=== SELECTED TEXT ===

The COVID-19 pandemic triggered by SARS-CoV-2 emerged in Wuhan, China, in late 2019. This disease has spread rapidly worldwide due to its transmission by infected droplets from one infected person to another. Several studies report that this virus causes acute or chronic damage to organs, especially in the respiratory system. Mainly due to the overexpression of cytokines, severe damage to the lungs can occur after COVID-19. 12
Figure 1: The cytokine storm in severe COVID-19 patients. 1
Through its interdisciplinary approaches, regenerative medicine can treat the damage caused by this viral infection. Scientists can design drug delivery systems as well as biomaterials and other solutions to regenerate damaged organs. In vitro human lung models developed by tissue engineering are already available and can be used to study COVID-19, helping to understand the pathogenesis of the infection. 3D models of different tissue types are also very helpful to understand the impact of this disease in distinct body systems, as mentioned in our previous publication “3D models as a tool for studying COVID-19”

===

[WORK INSTRUCTION]
Answer these from the COVID-19 and regenerative medicine passage:
(a) Where and when did the COVID-19 pandemic emerge?
(b) What is named as the main cause of severe lung damage after COVID-19?
(c) What models, developed by tissue engineering, are already available for studying COVID-19?
Rely only on the text above for what follows.

=== INPUT DATA ===

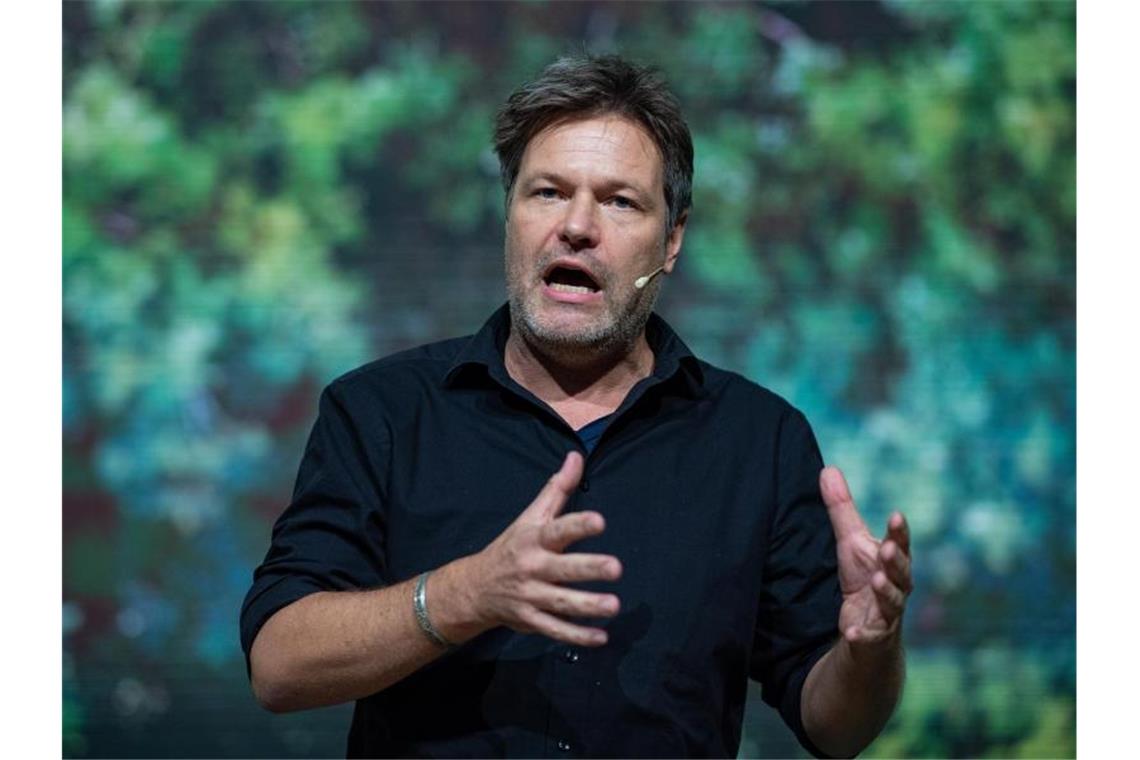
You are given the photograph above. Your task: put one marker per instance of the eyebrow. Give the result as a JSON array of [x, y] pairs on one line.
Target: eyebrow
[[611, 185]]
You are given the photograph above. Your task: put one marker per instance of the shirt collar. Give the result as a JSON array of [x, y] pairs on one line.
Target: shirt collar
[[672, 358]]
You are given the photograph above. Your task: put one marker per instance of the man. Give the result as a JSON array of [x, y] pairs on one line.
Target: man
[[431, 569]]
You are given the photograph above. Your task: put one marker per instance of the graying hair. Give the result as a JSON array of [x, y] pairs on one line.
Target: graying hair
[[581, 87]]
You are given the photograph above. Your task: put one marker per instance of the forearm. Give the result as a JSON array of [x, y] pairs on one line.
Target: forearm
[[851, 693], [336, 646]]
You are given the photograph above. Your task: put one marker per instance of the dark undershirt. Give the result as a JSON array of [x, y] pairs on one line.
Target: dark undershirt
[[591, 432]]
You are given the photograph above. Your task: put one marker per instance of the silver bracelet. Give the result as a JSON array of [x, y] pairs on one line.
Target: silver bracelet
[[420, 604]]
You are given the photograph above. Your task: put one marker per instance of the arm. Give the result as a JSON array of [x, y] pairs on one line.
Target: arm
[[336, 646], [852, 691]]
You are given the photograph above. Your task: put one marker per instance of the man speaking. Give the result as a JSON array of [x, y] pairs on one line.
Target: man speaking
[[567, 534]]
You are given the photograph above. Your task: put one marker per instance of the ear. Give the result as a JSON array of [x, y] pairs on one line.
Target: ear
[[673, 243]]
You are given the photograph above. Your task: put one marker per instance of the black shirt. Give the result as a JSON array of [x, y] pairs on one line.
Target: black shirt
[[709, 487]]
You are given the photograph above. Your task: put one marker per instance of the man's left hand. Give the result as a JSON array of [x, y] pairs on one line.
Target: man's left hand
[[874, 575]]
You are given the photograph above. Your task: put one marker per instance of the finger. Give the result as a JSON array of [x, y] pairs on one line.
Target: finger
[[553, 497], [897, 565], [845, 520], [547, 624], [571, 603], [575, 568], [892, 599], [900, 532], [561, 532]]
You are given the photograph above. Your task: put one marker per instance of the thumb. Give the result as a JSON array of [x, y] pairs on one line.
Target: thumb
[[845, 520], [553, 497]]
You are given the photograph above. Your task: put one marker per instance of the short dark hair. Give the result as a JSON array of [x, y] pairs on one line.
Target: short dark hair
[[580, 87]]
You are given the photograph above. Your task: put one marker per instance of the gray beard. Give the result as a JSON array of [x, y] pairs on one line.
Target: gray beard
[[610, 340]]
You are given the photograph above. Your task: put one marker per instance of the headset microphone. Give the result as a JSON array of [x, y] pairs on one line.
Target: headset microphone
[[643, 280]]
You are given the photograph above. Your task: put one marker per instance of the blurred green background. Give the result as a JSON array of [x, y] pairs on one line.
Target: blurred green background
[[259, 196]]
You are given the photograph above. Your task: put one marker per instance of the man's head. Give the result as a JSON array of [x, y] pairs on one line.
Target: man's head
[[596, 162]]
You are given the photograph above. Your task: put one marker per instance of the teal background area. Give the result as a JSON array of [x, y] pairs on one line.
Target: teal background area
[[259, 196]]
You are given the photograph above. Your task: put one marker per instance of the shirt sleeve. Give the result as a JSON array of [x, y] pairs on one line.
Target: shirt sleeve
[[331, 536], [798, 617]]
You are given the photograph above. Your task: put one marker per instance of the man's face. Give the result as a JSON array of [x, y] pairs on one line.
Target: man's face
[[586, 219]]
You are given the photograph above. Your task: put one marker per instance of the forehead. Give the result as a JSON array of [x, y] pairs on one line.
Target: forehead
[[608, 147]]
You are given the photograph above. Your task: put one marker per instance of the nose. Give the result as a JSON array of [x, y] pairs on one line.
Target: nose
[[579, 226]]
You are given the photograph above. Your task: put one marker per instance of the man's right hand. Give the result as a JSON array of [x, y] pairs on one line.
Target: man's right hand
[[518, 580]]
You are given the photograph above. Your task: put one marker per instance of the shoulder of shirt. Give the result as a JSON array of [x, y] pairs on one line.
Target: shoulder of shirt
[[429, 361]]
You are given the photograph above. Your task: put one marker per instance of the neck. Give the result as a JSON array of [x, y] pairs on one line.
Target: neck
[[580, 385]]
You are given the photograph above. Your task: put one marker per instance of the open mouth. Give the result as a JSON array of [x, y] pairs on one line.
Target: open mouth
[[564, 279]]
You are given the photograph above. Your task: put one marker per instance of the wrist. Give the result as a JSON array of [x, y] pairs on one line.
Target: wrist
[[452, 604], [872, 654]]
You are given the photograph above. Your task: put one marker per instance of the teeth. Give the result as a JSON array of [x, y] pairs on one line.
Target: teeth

===

[EXPECTED OUTPUT]
(a) In Wuhan, China, in late 2019.
(b) The overexpression of cytokines.
(c) In vitro human lung models.